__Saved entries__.
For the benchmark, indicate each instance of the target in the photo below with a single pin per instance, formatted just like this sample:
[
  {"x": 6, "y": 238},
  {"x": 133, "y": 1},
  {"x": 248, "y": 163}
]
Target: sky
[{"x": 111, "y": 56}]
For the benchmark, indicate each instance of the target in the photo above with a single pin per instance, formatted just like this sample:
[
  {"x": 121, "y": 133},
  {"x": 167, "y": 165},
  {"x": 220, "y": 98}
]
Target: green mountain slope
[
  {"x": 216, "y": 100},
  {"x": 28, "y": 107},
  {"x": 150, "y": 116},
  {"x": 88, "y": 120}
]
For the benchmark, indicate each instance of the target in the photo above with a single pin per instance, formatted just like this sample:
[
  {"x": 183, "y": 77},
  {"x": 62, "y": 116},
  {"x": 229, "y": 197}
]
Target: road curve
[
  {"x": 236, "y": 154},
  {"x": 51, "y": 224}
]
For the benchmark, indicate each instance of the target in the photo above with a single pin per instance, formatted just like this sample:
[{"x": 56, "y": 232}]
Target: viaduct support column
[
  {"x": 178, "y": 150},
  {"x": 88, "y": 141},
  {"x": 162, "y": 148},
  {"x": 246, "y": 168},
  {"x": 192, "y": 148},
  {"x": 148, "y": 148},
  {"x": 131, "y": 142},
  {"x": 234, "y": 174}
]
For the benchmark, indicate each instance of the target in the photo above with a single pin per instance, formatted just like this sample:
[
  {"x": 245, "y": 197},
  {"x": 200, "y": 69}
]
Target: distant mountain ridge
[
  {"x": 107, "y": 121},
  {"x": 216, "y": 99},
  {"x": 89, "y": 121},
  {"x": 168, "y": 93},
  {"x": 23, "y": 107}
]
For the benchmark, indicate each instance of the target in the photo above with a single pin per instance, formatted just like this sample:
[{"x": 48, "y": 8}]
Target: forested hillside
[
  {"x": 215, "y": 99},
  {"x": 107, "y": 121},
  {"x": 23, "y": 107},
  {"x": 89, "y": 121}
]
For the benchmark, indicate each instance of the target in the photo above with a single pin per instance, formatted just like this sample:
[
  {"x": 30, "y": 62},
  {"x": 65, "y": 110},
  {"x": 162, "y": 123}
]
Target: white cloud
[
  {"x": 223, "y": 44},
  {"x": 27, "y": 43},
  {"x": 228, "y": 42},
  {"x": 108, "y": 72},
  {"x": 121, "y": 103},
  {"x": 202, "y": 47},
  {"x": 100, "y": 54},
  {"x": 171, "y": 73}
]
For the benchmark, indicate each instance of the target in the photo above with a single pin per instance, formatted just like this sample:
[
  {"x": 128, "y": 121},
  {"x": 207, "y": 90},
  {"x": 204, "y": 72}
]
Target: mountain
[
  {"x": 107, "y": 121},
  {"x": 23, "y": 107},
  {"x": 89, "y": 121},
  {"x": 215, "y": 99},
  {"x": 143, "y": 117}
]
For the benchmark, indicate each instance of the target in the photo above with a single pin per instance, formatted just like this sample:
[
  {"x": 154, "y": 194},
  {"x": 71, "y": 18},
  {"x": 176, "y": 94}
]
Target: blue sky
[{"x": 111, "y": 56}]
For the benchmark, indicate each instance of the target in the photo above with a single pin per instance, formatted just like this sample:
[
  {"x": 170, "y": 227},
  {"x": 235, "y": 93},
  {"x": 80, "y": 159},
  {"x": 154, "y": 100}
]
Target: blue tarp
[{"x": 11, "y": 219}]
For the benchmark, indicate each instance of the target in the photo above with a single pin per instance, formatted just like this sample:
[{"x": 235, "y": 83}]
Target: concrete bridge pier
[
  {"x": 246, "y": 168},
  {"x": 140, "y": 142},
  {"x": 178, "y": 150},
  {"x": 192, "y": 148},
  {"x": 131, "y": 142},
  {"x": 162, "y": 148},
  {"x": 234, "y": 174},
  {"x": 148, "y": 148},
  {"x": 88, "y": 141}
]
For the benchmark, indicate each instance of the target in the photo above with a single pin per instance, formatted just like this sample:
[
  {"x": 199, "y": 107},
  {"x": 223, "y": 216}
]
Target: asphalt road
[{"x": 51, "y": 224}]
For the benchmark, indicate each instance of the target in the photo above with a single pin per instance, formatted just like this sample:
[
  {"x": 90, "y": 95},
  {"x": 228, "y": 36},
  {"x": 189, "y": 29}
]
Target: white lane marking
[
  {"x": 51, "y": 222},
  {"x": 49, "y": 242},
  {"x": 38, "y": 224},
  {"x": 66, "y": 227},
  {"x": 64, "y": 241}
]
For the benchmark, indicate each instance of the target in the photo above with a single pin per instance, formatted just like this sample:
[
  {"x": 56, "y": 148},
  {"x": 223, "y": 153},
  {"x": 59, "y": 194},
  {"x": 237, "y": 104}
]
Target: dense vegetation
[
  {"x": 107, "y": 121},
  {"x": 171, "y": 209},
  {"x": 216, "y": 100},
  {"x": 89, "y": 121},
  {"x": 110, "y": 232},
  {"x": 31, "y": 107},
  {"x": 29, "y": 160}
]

__Request__. Every entry should be printed again exactly as it stands.

__Correct response__.
For the benchmark, indicate each instance of the target in the photo below with a single pin per instance, formatted just like this sample:
[
  {"x": 6, "y": 238},
  {"x": 133, "y": 1},
  {"x": 248, "y": 163}
]
Target: sky
[{"x": 111, "y": 56}]
For the benchmark, indicate each instance of the target in the photo above with a single pin per instance, formatted just like this sample:
[
  {"x": 121, "y": 133},
  {"x": 167, "y": 165},
  {"x": 220, "y": 98}
]
Target: green mountain slope
[
  {"x": 216, "y": 100},
  {"x": 28, "y": 107},
  {"x": 150, "y": 116},
  {"x": 88, "y": 120}
]
For the benchmark, indicate each instance of the target in the photo above with a single pin per instance, formatted just like this sample:
[
  {"x": 183, "y": 77},
  {"x": 62, "y": 116},
  {"x": 229, "y": 197}
]
Target: road curve
[
  {"x": 236, "y": 154},
  {"x": 51, "y": 224}
]
For the benchmark, indicate each instance of the target in the photo above with a single pin per instance, formatted just like this sample:
[{"x": 56, "y": 232}]
Target: viaduct support column
[
  {"x": 178, "y": 150},
  {"x": 88, "y": 141},
  {"x": 162, "y": 148},
  {"x": 246, "y": 168},
  {"x": 192, "y": 148},
  {"x": 148, "y": 148},
  {"x": 131, "y": 142},
  {"x": 234, "y": 174}
]
For the benchmark, indicate each instance of the target in the photo above with a single pin per instance, formatted just like this sample:
[
  {"x": 245, "y": 197},
  {"x": 200, "y": 69}
]
Target: distant mountain ridge
[
  {"x": 107, "y": 121},
  {"x": 216, "y": 99},
  {"x": 89, "y": 121},
  {"x": 168, "y": 93},
  {"x": 23, "y": 107}
]
For the benchmark, indicate each instance of the target in the photo above with a single pin per instance, formatted just like this sample:
[{"x": 48, "y": 8}]
Target: forested hillside
[
  {"x": 215, "y": 99},
  {"x": 107, "y": 121},
  {"x": 23, "y": 107},
  {"x": 89, "y": 121}
]
For the benchmark, indicate each instance of the target in the photo above with a single pin per instance, formatted just like this sample:
[
  {"x": 30, "y": 62},
  {"x": 65, "y": 110},
  {"x": 162, "y": 123}
]
Target: white cloud
[
  {"x": 223, "y": 44},
  {"x": 27, "y": 43},
  {"x": 228, "y": 42},
  {"x": 108, "y": 72},
  {"x": 121, "y": 103},
  {"x": 202, "y": 47},
  {"x": 100, "y": 54},
  {"x": 171, "y": 73}
]
For the benchmark, indicate each instance of the target in the photo above with a single pin per instance, formatted just like this sample:
[
  {"x": 128, "y": 121},
  {"x": 207, "y": 90},
  {"x": 204, "y": 72}
]
Target: mountain
[
  {"x": 107, "y": 121},
  {"x": 23, "y": 107},
  {"x": 89, "y": 121},
  {"x": 215, "y": 99},
  {"x": 143, "y": 117}
]
For the benchmark, indicate each instance of the target in the photo above with a single pin per instance, formatted just like this sample:
[
  {"x": 154, "y": 194},
  {"x": 71, "y": 18},
  {"x": 176, "y": 94}
]
Target: blue sky
[{"x": 111, "y": 56}]
For the benchmark, indicate each instance of the target in the photo above with a single pin per instance, formatted just like this sample:
[
  {"x": 170, "y": 227},
  {"x": 235, "y": 93},
  {"x": 80, "y": 159},
  {"x": 154, "y": 100}
]
Target: blue tarp
[{"x": 11, "y": 219}]
For the benchmark, indicate each instance of the target in the photo above with a single pin per instance, formatted just like this sample:
[{"x": 235, "y": 83}]
Target: concrete bridge pier
[
  {"x": 246, "y": 168},
  {"x": 140, "y": 142},
  {"x": 178, "y": 150},
  {"x": 192, "y": 148},
  {"x": 131, "y": 142},
  {"x": 162, "y": 148},
  {"x": 234, "y": 174},
  {"x": 148, "y": 148},
  {"x": 88, "y": 141}
]
For the benchmark, indicate each instance of the target in the photo above with a single pin per instance, formatted just like this sample:
[
  {"x": 199, "y": 107},
  {"x": 223, "y": 216}
]
Target: asphalt road
[{"x": 51, "y": 224}]
For the benchmark, indicate each instance of the target in the photo above with a single pin per instance, formatted just like this sample:
[
  {"x": 90, "y": 95},
  {"x": 228, "y": 36},
  {"x": 189, "y": 29}
]
Target: white lane marking
[
  {"x": 51, "y": 222},
  {"x": 49, "y": 242},
  {"x": 38, "y": 224},
  {"x": 66, "y": 227},
  {"x": 64, "y": 241}
]
For the benchmark, indicate each instance of the target in the photo above with a single pin per instance, formatted just like this sample:
[
  {"x": 56, "y": 148},
  {"x": 223, "y": 153},
  {"x": 59, "y": 194},
  {"x": 237, "y": 104}
]
Target: dense vegetation
[
  {"x": 107, "y": 121},
  {"x": 171, "y": 209},
  {"x": 216, "y": 100},
  {"x": 89, "y": 121},
  {"x": 110, "y": 232},
  {"x": 31, "y": 107},
  {"x": 29, "y": 160}
]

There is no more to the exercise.